→ **CHALLENGE**:
Rewrite these lines with "gets a single point" replaced by "is marked with one point" everywhere it occurs, changing nothing else. Leave the pictures out of your answer.

→ **PROVIDED MATERIAL**:
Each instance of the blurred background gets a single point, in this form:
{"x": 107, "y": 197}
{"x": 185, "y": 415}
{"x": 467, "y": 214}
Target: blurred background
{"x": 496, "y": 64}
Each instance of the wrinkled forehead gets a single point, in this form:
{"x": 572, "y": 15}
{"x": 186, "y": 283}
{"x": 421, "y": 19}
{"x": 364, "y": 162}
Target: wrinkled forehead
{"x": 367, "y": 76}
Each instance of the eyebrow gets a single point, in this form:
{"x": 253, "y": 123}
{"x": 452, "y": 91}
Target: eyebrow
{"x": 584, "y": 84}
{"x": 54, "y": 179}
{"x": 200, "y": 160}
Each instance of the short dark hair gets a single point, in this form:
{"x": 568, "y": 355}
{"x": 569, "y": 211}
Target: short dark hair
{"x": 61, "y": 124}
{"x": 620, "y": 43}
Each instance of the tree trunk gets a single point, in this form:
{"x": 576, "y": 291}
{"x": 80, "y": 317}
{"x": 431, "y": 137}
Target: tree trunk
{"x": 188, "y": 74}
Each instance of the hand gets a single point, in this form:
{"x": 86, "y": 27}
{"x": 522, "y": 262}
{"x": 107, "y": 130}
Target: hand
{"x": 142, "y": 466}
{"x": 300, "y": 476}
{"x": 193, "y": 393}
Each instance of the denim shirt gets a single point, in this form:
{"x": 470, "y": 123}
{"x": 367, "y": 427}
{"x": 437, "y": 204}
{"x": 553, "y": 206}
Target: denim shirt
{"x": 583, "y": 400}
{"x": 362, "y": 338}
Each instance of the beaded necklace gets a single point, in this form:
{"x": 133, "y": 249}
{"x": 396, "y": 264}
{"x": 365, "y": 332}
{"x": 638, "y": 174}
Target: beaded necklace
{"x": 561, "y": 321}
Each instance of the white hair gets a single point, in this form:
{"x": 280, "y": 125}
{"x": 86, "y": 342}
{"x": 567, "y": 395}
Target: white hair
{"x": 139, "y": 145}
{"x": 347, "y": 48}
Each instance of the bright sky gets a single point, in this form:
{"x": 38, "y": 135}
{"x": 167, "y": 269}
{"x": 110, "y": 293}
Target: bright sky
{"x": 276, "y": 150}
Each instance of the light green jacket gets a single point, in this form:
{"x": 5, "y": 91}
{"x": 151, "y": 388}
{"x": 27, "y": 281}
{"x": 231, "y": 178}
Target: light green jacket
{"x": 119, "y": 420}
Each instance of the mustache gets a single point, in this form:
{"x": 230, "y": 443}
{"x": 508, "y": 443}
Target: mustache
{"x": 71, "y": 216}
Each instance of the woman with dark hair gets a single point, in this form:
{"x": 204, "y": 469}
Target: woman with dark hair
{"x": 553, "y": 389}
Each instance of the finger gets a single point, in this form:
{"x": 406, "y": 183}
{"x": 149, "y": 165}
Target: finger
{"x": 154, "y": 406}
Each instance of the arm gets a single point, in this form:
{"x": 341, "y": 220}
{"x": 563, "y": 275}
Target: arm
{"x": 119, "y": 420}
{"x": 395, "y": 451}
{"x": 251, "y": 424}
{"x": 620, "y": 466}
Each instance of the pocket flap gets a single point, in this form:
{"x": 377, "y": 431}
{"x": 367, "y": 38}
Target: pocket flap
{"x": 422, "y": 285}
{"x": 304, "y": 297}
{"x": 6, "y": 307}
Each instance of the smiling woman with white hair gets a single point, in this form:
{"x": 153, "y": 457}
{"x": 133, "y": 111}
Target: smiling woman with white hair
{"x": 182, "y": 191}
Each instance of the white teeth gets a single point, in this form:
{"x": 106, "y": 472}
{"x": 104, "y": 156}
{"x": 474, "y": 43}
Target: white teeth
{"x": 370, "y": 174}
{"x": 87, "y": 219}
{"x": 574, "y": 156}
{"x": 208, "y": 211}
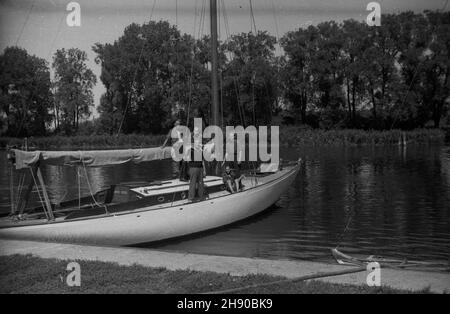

→ **ANSWER TO THE EXERCISE**:
Each instance of the blurred background is marked with one point, in this form:
{"x": 107, "y": 197}
{"x": 185, "y": 415}
{"x": 467, "y": 214}
Target: blurred background
{"x": 496, "y": 64}
Each instance of the wrinkled forehead is marked with one point, in this form:
{"x": 572, "y": 15}
{"x": 186, "y": 283}
{"x": 421, "y": 19}
{"x": 364, "y": 162}
Target: wrinkled forehead
{"x": 367, "y": 76}
Each instance of the eyebrow is marked with one point, in this form:
{"x": 253, "y": 123}
{"x": 452, "y": 91}
Target: eyebrow
{"x": 584, "y": 84}
{"x": 54, "y": 179}
{"x": 200, "y": 160}
Each instance of the short dark hair is marked with one point, in this form:
{"x": 568, "y": 355}
{"x": 569, "y": 211}
Target: short dark hair
{"x": 61, "y": 124}
{"x": 620, "y": 43}
Each instance of the tree trunk is marked with one point, in this form:
{"x": 576, "y": 291}
{"x": 80, "y": 317}
{"x": 431, "y": 137}
Target: tree trunk
{"x": 188, "y": 74}
Each instance of the hand is marked with one point, in this form:
{"x": 86, "y": 27}
{"x": 522, "y": 262}
{"x": 107, "y": 130}
Target: hand
{"x": 142, "y": 466}
{"x": 300, "y": 476}
{"x": 193, "y": 393}
Each instance of the denim shirt is marked with one point, in this form:
{"x": 470, "y": 123}
{"x": 367, "y": 427}
{"x": 437, "y": 204}
{"x": 553, "y": 206}
Target: denim shirt
{"x": 583, "y": 400}
{"x": 362, "y": 338}
Each instance of the beaded necklace is marked with one point, in this form:
{"x": 133, "y": 249}
{"x": 396, "y": 264}
{"x": 365, "y": 332}
{"x": 638, "y": 174}
Target: beaded necklace
{"x": 561, "y": 321}
Each instance of the white hair is marked with one point, in this form:
{"x": 280, "y": 125}
{"x": 86, "y": 342}
{"x": 567, "y": 395}
Target: white hair
{"x": 139, "y": 145}
{"x": 347, "y": 48}
Each instance of the bright sky is marked with one point, in this form:
{"x": 38, "y": 135}
{"x": 167, "y": 269}
{"x": 110, "y": 293}
Target: bright sky
{"x": 276, "y": 150}
Each instance of the light green jacket is marked with one point, in this form:
{"x": 5, "y": 91}
{"x": 151, "y": 388}
{"x": 27, "y": 281}
{"x": 231, "y": 178}
Target: light green jacket
{"x": 119, "y": 420}
Each instance of the mustache is marked with one point, in this form:
{"x": 230, "y": 443}
{"x": 508, "y": 443}
Target: mustache
{"x": 71, "y": 216}
Each instance of the woman with dark hair is marked with one point, in this form:
{"x": 204, "y": 469}
Target: woman with dark hair
{"x": 553, "y": 389}
Each instance of the finger is marked with one point, in this form:
{"x": 406, "y": 183}
{"x": 149, "y": 165}
Target: finger
{"x": 154, "y": 406}
Each instance of the arm is marked with one point, in this form:
{"x": 341, "y": 220}
{"x": 563, "y": 275}
Target: arm
{"x": 119, "y": 420}
{"x": 395, "y": 451}
{"x": 251, "y": 424}
{"x": 620, "y": 466}
Each instance of the pocket flap is marked with one point, in this form:
{"x": 377, "y": 431}
{"x": 367, "y": 38}
Target: pocket flap
{"x": 422, "y": 285}
{"x": 304, "y": 297}
{"x": 6, "y": 307}
Each instance of the smiling woman with white hair is marked with one point, in this form:
{"x": 153, "y": 457}
{"x": 133, "y": 111}
Target: smiling woman with white hair
{"x": 182, "y": 191}
Each instance of the white teeth is marked with one point, in this form:
{"x": 106, "y": 472}
{"x": 104, "y": 156}
{"x": 474, "y": 43}
Target: white teeth
{"x": 370, "y": 174}
{"x": 87, "y": 219}
{"x": 574, "y": 156}
{"x": 208, "y": 211}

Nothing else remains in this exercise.